Exercise →
Update the passage of the Fedora Silverblue troubleshooting page that begins at the words "You can install" and stops after "in Fedora Silverblue.", writing it out again with "proprietary NVIDIA drivers" in place of "NVIDIA binary drivers".

Page extract →

● ● ● ●

Fedora Silverblue is a new way of deploying and managing your desktop operating system, so you may occasionally run into problems while going through your day to day. Below are some of the more common problems reported and any workarounds for those problems.

"Forbidden base package replacements"

This can happen when a package that is being layered has a dependency on a package that is in the base OS. In the problematic case, the layered package requires a newer version of the dependent package which is not available in the base OS.

In most cases, waiting for a newer OSTree compose will resolve this problem. The dependent package will be updated in the compose and the package that was going to be layered will be successful.

However, if you continue to encounter this problem with a newer compose, you can try to cleanup the metadata with rpm-ostree cleanup -m and then retrying the rpm-ostree install.

Alternatively, you can try rebasing to any updates ref, like fedora/30/updates/x86_64 after the cleanup operation.

For more information, see rpm-ostree#415.

Installing packages to /opt or /usr/local

Installing into /opt was commonly raised as a problem when users where trying to install Google Chrome. A partial solution has been implemented that allows users to layer Google Chrome, however it is not a complete solution for applications that write mutable data to /opt.

This issue is tracked in rpm-ostree#233.

Using NVIDIA drivers

You can install the official NVIDIA binary drivers from the RPM Fusion repositories.

The NVIDIA binary drivers are not maintained by the Fedora Project and may sometimes not be available for the kernel version included in Fedora Silverblue.

● ● ● ●

Data section →

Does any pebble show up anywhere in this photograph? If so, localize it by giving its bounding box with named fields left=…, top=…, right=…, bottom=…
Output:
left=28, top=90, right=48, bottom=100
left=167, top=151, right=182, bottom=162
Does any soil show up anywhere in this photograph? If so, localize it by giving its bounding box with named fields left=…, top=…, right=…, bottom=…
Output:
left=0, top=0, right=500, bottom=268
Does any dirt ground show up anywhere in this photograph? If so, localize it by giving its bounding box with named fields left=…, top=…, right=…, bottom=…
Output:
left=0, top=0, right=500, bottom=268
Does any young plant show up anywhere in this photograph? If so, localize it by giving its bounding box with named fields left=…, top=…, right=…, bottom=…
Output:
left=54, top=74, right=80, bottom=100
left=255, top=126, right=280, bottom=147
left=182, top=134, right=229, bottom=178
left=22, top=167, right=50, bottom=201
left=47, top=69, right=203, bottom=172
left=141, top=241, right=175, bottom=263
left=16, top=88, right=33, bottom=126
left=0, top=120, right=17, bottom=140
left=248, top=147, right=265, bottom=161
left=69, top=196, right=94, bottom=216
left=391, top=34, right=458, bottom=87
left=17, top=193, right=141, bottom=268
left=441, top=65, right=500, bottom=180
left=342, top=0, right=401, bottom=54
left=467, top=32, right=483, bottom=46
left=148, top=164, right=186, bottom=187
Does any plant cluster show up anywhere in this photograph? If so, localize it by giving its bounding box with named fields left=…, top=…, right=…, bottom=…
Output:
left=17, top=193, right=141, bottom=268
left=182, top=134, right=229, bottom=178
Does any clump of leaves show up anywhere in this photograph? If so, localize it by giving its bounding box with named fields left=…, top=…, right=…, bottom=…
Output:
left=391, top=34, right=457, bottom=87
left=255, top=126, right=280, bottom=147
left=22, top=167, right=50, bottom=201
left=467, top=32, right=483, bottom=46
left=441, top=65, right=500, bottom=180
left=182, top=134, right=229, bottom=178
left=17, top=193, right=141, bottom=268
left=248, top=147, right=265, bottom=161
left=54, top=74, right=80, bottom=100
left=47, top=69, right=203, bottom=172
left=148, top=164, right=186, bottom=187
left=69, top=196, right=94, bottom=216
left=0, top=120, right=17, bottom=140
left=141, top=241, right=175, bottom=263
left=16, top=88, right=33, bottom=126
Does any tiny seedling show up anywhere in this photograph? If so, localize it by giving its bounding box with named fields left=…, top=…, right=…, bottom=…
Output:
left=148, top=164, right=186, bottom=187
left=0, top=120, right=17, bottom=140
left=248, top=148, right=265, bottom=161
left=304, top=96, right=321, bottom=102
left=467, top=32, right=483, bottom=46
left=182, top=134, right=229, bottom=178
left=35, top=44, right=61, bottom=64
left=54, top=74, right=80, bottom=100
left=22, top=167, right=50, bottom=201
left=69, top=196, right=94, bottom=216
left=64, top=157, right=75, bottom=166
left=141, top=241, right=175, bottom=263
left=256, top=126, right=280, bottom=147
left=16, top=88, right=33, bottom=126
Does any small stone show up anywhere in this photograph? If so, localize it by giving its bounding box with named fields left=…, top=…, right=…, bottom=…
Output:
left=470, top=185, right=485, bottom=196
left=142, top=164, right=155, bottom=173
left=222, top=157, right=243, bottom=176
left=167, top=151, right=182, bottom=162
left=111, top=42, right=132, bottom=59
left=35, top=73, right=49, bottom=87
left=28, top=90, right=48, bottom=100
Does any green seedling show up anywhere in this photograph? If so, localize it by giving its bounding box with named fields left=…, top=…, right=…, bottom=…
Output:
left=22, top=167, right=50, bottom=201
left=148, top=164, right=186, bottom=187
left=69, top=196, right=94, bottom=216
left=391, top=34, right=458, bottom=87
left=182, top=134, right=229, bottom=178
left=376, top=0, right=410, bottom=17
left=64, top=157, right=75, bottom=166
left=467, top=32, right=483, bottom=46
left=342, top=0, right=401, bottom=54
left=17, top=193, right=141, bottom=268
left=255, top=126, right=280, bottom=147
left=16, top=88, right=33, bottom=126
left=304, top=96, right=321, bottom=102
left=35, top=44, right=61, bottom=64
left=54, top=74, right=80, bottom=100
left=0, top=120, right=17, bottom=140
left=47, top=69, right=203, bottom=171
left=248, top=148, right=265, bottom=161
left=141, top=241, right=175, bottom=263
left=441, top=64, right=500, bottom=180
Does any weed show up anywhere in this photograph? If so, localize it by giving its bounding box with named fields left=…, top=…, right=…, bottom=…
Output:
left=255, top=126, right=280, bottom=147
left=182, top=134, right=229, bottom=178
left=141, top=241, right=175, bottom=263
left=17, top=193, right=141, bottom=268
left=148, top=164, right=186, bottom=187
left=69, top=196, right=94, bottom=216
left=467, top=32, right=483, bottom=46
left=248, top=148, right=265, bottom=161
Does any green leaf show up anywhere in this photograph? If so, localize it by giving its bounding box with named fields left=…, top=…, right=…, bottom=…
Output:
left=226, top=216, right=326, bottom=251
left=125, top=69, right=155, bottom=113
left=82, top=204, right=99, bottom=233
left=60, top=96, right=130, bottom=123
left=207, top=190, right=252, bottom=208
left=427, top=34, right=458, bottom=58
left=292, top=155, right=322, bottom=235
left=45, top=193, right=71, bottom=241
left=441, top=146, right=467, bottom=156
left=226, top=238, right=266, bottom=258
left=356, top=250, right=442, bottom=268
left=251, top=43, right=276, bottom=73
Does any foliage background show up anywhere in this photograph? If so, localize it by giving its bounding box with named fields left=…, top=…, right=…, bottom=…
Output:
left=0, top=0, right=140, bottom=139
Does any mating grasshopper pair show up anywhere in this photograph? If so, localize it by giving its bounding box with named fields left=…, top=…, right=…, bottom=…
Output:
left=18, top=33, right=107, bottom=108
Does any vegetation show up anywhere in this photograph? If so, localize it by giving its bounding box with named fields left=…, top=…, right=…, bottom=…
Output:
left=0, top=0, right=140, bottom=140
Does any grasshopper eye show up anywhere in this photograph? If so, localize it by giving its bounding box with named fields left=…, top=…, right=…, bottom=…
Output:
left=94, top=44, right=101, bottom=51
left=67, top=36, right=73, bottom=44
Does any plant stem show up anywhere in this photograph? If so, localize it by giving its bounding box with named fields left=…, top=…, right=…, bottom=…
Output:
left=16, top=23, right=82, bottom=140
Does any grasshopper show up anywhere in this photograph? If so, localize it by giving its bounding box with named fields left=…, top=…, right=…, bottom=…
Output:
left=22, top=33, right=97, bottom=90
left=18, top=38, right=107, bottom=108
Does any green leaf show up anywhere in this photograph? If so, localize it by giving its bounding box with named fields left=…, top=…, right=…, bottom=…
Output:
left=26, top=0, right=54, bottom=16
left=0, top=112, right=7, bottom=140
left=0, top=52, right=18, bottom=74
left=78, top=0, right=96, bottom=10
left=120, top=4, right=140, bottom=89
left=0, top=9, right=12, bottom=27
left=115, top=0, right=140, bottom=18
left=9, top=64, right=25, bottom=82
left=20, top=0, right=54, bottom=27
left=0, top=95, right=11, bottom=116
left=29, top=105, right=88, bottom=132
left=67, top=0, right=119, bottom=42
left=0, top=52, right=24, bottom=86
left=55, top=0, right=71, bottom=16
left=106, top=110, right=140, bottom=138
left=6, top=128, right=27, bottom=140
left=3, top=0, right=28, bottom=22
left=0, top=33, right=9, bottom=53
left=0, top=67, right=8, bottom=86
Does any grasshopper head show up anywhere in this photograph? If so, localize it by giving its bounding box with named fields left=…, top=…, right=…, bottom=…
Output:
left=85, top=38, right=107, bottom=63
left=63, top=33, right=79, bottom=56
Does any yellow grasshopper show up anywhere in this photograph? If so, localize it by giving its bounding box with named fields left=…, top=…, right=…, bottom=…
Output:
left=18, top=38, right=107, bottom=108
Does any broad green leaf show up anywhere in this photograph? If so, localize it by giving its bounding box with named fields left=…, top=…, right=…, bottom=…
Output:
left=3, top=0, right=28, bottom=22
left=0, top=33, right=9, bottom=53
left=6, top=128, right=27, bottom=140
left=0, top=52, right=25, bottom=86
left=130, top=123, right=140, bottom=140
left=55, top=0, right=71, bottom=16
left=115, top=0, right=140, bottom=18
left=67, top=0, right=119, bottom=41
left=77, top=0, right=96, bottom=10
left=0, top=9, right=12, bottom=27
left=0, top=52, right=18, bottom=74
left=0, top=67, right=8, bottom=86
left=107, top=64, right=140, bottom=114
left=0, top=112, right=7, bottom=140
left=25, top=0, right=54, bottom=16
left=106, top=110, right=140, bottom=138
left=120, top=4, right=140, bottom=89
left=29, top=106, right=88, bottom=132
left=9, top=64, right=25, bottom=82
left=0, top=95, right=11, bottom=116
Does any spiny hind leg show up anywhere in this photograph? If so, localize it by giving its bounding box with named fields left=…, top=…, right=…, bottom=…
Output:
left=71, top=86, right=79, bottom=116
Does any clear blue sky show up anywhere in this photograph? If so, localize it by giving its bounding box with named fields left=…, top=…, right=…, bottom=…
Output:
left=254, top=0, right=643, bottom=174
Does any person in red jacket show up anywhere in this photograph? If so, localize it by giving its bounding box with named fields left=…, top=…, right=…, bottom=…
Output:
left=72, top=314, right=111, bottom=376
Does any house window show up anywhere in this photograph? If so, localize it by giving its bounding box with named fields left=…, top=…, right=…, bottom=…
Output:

● ● ● ●

Correct output →
You can install the official proprietary NVIDIA drivers from the RPM Fusion repositories.

The proprietary NVIDIA drivers are not maintained by the Fedora Project and may sometimes not be available for the kernel version included in Fedora Silverblue.